Object detection data:
◇ ◇ ◇ ◇
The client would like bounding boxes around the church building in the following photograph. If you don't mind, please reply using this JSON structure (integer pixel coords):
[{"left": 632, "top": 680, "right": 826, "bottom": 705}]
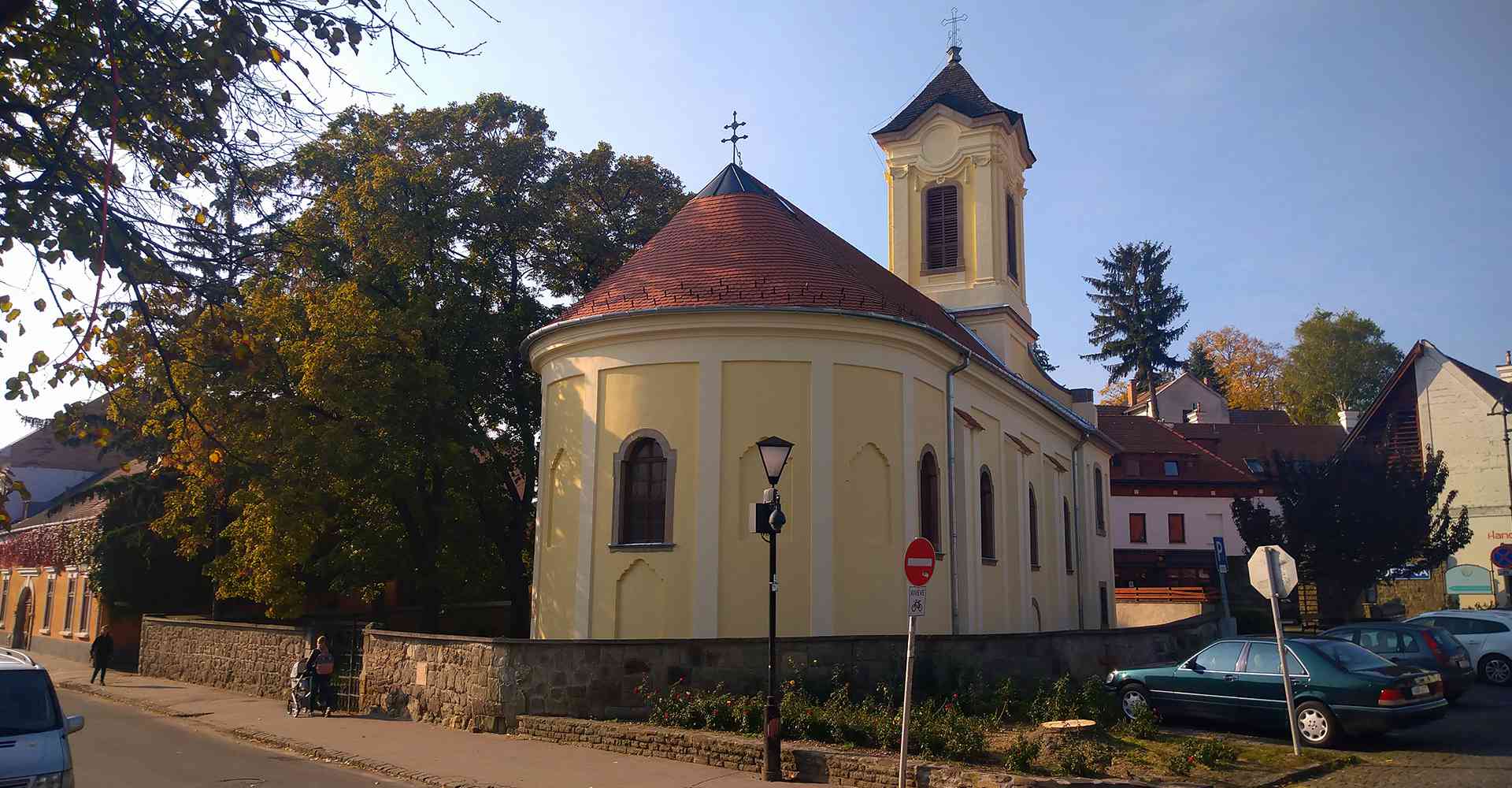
[{"left": 526, "top": 47, "right": 1117, "bottom": 638}]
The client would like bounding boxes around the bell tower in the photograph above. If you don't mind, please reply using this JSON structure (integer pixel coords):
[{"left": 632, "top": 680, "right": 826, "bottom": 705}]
[{"left": 873, "top": 46, "right": 1039, "bottom": 370}]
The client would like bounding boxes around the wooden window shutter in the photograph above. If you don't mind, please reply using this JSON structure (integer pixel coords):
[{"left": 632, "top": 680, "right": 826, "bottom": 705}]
[{"left": 924, "top": 186, "right": 960, "bottom": 271}]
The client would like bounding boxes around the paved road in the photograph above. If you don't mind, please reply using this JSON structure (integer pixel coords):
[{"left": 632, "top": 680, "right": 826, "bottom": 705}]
[
  {"left": 1303, "top": 684, "right": 1512, "bottom": 788},
  {"left": 57, "top": 690, "right": 416, "bottom": 788}
]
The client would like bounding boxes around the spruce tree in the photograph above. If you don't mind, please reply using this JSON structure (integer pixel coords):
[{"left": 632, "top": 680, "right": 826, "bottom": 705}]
[
  {"left": 1187, "top": 340, "right": 1228, "bottom": 400},
  {"left": 1083, "top": 240, "right": 1187, "bottom": 419}
]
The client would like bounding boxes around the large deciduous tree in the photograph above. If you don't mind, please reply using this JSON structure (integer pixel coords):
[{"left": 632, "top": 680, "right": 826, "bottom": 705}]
[
  {"left": 1188, "top": 325, "right": 1284, "bottom": 410},
  {"left": 1232, "top": 449, "right": 1471, "bottom": 620},
  {"left": 0, "top": 0, "right": 484, "bottom": 400},
  {"left": 72, "top": 95, "right": 685, "bottom": 634},
  {"left": 1083, "top": 240, "right": 1187, "bottom": 419},
  {"left": 1280, "top": 309, "right": 1402, "bottom": 423}
]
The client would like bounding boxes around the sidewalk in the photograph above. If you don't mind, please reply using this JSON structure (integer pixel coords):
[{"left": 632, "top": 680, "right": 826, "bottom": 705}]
[{"left": 38, "top": 656, "right": 758, "bottom": 788}]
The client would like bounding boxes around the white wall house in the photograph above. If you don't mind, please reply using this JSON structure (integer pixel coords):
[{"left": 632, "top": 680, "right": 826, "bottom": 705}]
[{"left": 1347, "top": 339, "right": 1512, "bottom": 607}]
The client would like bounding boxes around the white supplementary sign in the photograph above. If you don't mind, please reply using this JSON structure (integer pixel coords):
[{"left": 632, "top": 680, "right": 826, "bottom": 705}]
[
  {"left": 1249, "top": 545, "right": 1297, "bottom": 599},
  {"left": 909, "top": 585, "right": 924, "bottom": 617}
]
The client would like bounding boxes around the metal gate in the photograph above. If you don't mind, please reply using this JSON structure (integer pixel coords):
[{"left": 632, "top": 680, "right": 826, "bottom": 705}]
[{"left": 325, "top": 619, "right": 368, "bottom": 712}]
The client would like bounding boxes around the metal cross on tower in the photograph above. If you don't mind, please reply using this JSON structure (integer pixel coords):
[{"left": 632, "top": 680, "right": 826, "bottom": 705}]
[
  {"left": 940, "top": 6, "right": 969, "bottom": 47},
  {"left": 720, "top": 109, "right": 750, "bottom": 165}
]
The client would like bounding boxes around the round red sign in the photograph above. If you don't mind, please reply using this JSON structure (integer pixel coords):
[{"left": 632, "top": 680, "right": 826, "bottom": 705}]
[{"left": 902, "top": 537, "right": 935, "bottom": 585}]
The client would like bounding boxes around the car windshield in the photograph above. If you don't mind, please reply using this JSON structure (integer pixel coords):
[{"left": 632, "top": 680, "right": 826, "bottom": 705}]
◇ ◇ ◇ ◇
(Description of the task)
Render the rows as a numbered list, starting at the line containing "The client would like bounding boxes around the car" and running through the last line of the rows, both included. Skip any blank lines.

(Correct answer)
1. The client would like bounding boxes around the car windshield in the photograph above. If you don't mind, please reply using this JSON structure (integer pixel coords):
2. [{"left": 632, "top": 680, "right": 826, "bottom": 705}]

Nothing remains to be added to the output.